----- EXTRACT TO READ

Exhaust Manifold HELP!!
#1
Exhaust Manifold HELP!!
I have a 2002 Camaro SS and i am looking to replace my exhaust. I have the setup in my garage and is waiting to be installed. Pacesetter LT's, TSP 3 IN. Y-Pipe, and Magnaflow muffler ( leaving factory CME )
QUESTION: My car has the factory Secondary Air Injection System and the LT's that I purchased do not have a housing/adapter for the injection system. Is there a known Header that offers the ability to still run the injection system without having to remove the Secondary Air Injection System? Would it still be possible to run LT's if it is possible? If i need to purchase a mid-length or Shorty header will i need to purchase a different Y-Pipe?
I am afraid that if I remove the S.A.I.S, I will throw a code and possible not pass emissions, because that is the whole purpose in the beginning.

----------
----- INPUT FOR THIS TASK

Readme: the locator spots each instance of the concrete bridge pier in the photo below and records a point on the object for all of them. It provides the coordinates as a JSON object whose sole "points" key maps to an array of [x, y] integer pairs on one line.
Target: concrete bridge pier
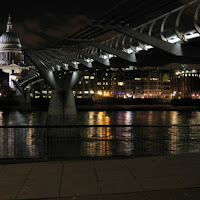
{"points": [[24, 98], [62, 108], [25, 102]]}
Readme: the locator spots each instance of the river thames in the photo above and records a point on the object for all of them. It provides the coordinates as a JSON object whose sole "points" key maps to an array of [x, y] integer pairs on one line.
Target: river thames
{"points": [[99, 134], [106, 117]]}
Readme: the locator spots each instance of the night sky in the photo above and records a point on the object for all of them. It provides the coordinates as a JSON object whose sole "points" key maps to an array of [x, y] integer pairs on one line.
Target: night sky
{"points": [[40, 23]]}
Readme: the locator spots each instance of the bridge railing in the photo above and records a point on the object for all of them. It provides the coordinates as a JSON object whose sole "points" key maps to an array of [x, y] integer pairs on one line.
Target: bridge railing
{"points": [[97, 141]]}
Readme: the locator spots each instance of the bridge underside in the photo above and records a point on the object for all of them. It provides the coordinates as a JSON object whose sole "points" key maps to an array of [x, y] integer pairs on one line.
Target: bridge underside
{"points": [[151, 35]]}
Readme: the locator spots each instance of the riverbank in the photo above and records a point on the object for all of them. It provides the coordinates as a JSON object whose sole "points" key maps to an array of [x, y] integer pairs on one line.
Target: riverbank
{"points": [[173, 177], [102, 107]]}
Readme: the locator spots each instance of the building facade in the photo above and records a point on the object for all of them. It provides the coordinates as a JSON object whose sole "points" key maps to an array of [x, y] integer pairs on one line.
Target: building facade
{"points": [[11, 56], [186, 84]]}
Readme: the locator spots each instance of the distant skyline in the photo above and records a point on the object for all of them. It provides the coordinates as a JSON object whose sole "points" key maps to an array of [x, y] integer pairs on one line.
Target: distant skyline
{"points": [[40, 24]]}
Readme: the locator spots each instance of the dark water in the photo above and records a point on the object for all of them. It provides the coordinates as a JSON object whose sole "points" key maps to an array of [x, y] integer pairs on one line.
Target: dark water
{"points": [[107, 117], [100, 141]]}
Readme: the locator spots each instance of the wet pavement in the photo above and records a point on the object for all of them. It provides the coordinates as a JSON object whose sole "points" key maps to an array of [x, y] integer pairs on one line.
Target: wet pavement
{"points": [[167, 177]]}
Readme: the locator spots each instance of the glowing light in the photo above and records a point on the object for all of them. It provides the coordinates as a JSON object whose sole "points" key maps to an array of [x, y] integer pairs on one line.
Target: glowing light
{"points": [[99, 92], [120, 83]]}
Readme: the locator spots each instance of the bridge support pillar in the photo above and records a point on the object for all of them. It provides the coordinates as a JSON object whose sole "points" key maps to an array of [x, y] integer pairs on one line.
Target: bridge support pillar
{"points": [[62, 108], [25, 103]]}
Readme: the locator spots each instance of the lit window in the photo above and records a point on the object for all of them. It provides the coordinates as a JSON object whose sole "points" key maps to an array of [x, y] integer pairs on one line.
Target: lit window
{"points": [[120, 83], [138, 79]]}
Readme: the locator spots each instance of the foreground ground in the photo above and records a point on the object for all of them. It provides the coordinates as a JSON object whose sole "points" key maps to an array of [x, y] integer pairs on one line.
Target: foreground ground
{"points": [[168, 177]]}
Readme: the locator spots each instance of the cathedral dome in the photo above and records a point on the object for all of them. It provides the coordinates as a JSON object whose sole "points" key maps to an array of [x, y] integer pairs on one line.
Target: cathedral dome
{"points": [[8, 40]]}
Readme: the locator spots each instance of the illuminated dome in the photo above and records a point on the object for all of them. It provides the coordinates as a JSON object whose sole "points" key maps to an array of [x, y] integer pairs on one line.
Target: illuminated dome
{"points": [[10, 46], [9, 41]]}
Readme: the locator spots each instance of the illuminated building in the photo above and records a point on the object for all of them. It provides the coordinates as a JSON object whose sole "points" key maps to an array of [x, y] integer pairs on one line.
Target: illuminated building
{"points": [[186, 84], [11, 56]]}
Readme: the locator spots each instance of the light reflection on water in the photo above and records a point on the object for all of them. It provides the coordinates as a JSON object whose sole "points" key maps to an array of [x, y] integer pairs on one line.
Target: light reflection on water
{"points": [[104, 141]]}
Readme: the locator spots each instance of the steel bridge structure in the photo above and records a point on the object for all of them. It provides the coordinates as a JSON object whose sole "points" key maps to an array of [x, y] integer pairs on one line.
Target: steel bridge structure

----------

# [WORK TO DO]
1. In the forum post, what brand of muffler is part of the exhaust setup waiting to be installed?
2. List every line of the rows that contains the word "distant".

# [ANSWERS TO EACH TASK]
1. Magnaflow.

2.
Readme: the locator spots each instance of the distant skyline in the photo above and records a point on the object for all of them. It provides the coordinates as a JSON object whose sole "points" key maps to an array of [x, y] integer pairs on one line.
Target: distant skyline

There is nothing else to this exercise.